• Problem to work on:
Answer these questions from the text below on British Columbia meat licences:
1. In what year did the province introduce the meat inspection regulation?
2. How many pounds of live weight make up one animal unit?
3. Up to how many animal units does a D licence allow?

• Text passage:

Sure. I'll also send a website to all of you that will be helpful, because there's a handy diagram.
British Columbia introduced the meat inspection regulation in 2004. At that time the only option was to upgrade or build a class A or B facility. It involved an actual abattoir-type building. Class A does slaughter and further processing. Class B does slaughter only. They both come from an abattoir facility, but the end product of B is a bird in a bag, or a carcass, where in A you get further cutting, wrapping, processing, and other such things, in one facility.
In the period from 2004 to 2010, it became evident that there were producers, especially in remote parts of British Columbia, such as Haida Gwaii, that had no options. They didn't have the volume of animals or the money, because it costs easily hundreds of thousands, if not a million dollars to put together a red meat facility. They didn't have the resources to build an abattoir and that problem wasn't going away.
In 2010, after doing a consultation in three remote sites, the province introduced two new categories of farm gate licence. For those, you don't have to build a facility. You do have to take a training program. The training program teaches you how to develop a food safety plan. The program is taught and the food safety plan is monitored by an environmental health officer from the health authorities. That's distinct from the A and B classes, which are monitored and operated by the B.C. Centre for Disease Control.
For an extra layer of complication, the inspectors used in the A and B facilities are CFIA personnel on contract to the province. The A and B facilities have one system, and the D and E farm gate licences have another. The distinction between the D and the E is that for the E you're limited to 10 animal units a year. An animal unit is 1,000 pounds of live weight. You can translate that into a lot of chickens, a few lambs, and one steer. That's an E licence. A D licence allows you to slaughter and sell other people's animals at the farm gate, as well as your own, up to 25 animal units. You may sell them to local retail and restaurants, but only within your regional district. The Ds and Es are largely restricted to regional districts that do not have an A or B. There are some exceptions, but I think that's enough detail. That change was made in 2010.

• Supplied information:
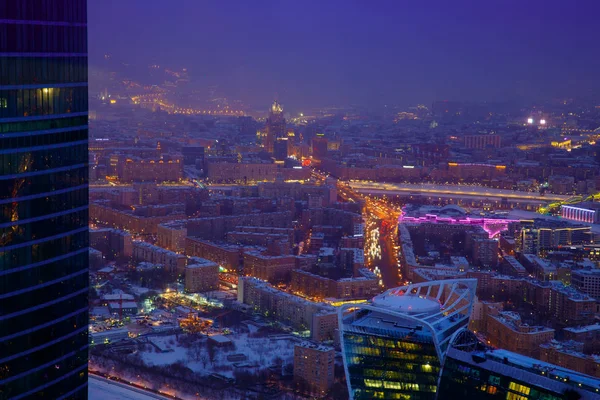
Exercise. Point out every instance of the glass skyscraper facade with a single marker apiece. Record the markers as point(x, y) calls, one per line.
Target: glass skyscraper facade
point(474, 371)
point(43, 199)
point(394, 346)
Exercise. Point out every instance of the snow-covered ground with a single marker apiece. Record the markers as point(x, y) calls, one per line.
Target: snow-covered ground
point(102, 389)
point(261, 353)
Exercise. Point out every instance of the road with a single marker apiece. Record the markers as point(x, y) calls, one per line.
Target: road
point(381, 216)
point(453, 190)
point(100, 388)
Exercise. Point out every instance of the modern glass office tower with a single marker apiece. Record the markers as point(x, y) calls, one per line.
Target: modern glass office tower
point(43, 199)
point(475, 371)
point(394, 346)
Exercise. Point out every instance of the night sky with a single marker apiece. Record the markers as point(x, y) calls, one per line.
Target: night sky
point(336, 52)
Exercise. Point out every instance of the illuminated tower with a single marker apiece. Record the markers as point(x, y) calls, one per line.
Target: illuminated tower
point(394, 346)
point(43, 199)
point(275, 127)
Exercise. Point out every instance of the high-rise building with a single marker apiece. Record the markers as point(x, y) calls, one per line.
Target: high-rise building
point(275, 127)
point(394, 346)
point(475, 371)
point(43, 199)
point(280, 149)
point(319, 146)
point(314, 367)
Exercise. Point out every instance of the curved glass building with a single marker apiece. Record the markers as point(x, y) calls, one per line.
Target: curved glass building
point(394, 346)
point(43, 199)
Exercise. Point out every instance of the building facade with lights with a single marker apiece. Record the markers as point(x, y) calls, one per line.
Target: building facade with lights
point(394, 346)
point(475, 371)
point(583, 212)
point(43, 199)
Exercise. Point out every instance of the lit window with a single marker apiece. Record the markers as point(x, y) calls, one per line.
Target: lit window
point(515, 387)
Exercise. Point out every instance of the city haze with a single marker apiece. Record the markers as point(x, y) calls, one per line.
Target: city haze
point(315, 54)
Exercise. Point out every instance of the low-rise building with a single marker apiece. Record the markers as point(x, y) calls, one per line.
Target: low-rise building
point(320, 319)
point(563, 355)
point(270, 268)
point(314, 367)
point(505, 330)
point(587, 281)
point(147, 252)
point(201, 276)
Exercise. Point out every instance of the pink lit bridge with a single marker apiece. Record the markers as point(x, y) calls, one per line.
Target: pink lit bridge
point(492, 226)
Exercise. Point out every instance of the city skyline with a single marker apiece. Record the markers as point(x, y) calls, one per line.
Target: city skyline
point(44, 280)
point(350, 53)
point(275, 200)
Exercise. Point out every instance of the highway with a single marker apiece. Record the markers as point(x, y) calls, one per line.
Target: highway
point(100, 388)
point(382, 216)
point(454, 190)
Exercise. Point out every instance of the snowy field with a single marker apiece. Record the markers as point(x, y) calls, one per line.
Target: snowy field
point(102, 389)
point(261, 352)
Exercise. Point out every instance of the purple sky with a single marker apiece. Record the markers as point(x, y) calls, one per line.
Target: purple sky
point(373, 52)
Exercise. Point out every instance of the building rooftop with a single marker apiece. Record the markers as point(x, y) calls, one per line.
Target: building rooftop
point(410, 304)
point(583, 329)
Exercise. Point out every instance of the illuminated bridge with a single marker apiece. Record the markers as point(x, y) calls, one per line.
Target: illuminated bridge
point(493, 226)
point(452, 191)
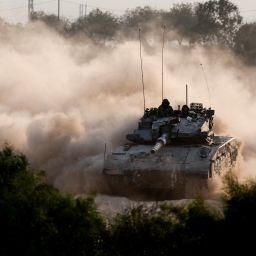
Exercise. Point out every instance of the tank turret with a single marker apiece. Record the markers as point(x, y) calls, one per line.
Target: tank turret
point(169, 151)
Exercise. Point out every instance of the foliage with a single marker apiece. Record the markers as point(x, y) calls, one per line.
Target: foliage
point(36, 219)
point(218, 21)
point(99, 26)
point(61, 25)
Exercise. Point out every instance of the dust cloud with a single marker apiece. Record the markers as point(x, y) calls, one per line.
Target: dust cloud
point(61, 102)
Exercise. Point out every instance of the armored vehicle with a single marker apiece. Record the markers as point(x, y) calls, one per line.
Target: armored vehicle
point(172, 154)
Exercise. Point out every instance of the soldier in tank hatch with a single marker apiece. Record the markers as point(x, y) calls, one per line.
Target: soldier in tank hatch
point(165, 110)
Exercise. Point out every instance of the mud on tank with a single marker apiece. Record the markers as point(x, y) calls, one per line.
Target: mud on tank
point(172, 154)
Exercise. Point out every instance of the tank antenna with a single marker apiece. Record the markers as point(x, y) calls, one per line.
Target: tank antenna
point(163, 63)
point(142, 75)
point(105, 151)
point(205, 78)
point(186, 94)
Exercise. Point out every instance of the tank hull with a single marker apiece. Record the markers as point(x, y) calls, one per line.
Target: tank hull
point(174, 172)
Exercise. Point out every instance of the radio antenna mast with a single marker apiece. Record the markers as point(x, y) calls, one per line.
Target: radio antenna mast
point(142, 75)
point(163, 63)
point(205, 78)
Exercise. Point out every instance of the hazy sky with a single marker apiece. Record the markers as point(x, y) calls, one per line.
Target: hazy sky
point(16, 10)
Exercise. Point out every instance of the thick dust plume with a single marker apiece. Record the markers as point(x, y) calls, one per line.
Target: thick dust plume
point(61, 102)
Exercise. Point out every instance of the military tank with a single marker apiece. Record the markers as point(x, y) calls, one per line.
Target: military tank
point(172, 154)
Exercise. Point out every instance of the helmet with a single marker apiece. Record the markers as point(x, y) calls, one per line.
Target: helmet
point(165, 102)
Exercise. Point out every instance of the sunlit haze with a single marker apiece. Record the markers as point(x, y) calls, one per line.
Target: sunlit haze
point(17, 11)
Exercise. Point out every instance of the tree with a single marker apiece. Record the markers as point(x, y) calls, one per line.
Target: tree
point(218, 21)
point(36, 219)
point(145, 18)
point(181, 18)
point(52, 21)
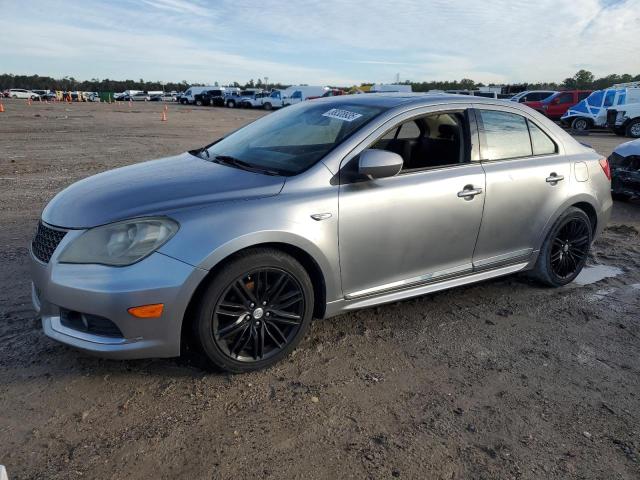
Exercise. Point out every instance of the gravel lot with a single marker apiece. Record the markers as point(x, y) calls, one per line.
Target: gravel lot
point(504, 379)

• Task response:
1. 2004
2. 1,000 pounds
3. 25 animal units